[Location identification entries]

— BEGIN —

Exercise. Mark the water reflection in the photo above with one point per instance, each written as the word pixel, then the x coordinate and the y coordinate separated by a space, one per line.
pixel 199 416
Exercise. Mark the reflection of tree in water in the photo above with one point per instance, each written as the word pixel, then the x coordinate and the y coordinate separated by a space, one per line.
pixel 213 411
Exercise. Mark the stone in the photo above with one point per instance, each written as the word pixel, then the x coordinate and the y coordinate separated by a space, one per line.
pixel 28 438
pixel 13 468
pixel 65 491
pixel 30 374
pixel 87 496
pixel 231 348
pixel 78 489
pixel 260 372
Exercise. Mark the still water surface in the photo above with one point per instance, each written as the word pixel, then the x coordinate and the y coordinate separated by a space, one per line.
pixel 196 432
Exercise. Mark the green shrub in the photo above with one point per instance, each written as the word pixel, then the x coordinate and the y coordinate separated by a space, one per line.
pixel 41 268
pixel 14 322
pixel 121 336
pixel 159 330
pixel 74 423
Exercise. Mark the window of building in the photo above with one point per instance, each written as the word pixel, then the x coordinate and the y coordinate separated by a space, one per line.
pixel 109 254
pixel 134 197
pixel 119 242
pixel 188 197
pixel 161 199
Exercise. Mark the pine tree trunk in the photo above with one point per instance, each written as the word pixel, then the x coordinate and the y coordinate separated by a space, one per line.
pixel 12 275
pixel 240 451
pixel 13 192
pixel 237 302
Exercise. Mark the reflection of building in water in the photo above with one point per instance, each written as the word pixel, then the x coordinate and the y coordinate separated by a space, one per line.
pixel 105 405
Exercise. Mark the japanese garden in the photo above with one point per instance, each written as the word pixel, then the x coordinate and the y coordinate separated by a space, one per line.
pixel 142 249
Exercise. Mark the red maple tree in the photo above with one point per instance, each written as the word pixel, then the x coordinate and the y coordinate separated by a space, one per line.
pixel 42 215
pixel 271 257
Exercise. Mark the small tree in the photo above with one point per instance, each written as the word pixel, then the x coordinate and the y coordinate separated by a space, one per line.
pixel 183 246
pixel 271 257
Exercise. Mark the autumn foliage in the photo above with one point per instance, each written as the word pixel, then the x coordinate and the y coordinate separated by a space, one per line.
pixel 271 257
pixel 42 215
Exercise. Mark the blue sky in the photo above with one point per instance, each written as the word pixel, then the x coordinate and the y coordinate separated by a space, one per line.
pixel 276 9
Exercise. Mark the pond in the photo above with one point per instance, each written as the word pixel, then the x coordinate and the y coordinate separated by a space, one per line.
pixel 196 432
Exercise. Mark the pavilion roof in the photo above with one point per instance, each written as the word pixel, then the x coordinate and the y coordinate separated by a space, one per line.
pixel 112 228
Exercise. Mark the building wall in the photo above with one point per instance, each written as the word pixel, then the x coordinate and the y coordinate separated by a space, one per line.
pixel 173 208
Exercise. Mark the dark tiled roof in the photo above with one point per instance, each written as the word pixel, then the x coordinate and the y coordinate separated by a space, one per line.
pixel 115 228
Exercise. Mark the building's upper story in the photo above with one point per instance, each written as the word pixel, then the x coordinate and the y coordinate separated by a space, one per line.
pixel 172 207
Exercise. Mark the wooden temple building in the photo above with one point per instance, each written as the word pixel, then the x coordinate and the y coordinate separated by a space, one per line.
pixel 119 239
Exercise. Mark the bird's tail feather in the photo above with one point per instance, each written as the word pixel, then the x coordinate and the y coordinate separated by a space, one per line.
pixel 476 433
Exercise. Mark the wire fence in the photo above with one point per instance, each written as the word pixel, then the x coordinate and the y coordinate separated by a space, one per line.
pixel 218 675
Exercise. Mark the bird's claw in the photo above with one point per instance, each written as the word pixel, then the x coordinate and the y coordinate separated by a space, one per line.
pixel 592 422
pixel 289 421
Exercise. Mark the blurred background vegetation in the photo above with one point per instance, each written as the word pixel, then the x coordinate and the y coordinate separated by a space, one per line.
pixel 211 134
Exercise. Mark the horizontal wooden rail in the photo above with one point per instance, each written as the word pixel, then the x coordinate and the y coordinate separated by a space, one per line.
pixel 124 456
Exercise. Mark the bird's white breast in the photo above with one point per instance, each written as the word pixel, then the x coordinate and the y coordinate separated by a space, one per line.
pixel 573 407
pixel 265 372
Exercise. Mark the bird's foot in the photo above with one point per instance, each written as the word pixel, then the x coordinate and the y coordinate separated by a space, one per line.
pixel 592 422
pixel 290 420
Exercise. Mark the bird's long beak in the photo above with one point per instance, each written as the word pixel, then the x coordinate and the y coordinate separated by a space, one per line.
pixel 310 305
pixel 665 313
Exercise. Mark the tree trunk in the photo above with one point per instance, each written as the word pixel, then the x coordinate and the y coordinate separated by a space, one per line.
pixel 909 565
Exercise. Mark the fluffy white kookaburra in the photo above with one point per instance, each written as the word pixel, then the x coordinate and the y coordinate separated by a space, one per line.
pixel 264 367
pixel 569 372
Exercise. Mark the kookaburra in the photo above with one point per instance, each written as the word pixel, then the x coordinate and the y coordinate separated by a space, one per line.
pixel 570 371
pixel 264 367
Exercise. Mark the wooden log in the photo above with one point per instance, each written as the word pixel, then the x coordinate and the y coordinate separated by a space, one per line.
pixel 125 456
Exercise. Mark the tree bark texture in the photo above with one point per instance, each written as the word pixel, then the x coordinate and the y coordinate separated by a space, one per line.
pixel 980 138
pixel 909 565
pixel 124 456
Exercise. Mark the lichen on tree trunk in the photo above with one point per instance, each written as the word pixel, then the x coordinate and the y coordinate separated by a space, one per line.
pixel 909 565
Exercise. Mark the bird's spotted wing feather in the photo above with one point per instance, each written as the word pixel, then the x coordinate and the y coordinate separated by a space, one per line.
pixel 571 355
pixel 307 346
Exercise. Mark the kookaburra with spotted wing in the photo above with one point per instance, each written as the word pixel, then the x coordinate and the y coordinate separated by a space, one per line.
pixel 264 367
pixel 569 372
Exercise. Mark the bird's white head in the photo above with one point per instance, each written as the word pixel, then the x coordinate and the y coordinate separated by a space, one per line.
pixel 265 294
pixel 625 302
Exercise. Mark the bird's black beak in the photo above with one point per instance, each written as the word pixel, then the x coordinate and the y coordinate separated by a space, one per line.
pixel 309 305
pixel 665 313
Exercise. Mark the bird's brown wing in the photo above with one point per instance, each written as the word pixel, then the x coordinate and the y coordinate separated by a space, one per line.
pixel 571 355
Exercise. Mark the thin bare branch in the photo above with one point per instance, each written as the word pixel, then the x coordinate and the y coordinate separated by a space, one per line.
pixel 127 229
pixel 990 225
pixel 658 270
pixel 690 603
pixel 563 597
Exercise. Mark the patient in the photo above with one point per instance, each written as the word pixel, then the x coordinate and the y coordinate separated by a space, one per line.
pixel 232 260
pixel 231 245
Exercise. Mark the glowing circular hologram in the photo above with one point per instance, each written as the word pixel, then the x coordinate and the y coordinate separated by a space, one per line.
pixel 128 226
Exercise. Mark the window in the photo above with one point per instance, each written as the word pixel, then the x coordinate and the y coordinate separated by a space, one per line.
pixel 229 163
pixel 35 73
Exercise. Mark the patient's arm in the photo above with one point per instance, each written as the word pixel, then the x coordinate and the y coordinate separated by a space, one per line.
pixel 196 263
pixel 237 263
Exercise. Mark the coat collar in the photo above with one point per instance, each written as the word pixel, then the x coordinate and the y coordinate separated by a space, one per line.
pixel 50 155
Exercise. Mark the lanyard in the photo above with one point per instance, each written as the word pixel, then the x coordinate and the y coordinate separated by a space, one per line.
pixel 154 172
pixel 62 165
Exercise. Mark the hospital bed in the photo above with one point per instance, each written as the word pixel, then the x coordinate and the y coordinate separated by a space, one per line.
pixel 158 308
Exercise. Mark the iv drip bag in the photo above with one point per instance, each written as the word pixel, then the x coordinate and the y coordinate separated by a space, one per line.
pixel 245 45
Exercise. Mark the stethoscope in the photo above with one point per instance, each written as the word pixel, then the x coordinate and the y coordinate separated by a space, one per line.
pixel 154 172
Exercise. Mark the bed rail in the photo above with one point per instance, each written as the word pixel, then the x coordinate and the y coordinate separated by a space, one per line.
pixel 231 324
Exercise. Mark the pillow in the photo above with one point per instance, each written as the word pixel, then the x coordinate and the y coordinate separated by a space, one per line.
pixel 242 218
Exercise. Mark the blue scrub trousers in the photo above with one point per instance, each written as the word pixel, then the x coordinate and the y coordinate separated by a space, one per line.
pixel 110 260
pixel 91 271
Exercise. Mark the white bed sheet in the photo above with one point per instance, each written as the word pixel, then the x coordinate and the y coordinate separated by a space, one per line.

— END —

### [GIVEN TASK]
In the entries above, find the line containing "Exercise. Mark the bed". Set down that line and every line after it through the last one, exactly and alone.

### [OUTPUT OF THE EXERCISE]
Exercise. Mark the bed rail in the photo above with one point per instance, each written as the word pixel, then the x coordinate and the y coordinate separated by a space, one per line.
pixel 231 324
Exercise. Mark the pillow in the photo above with one point per instance, each written as the word pixel, then the x coordinate and the y coordinate separated by a space, one per line.
pixel 242 218
Exercise. Mark the blue scrub trousers in the photo above with one point per instance, each written as the word pixel, then the x coordinate and the y coordinate separated by a space, one per line.
pixel 110 260
pixel 91 271
Exercise. Mark the white bed sheet in the photo above with one point per instance, each written as the word pixel, then the x coordinate and the y coordinate separated by a space, one per line.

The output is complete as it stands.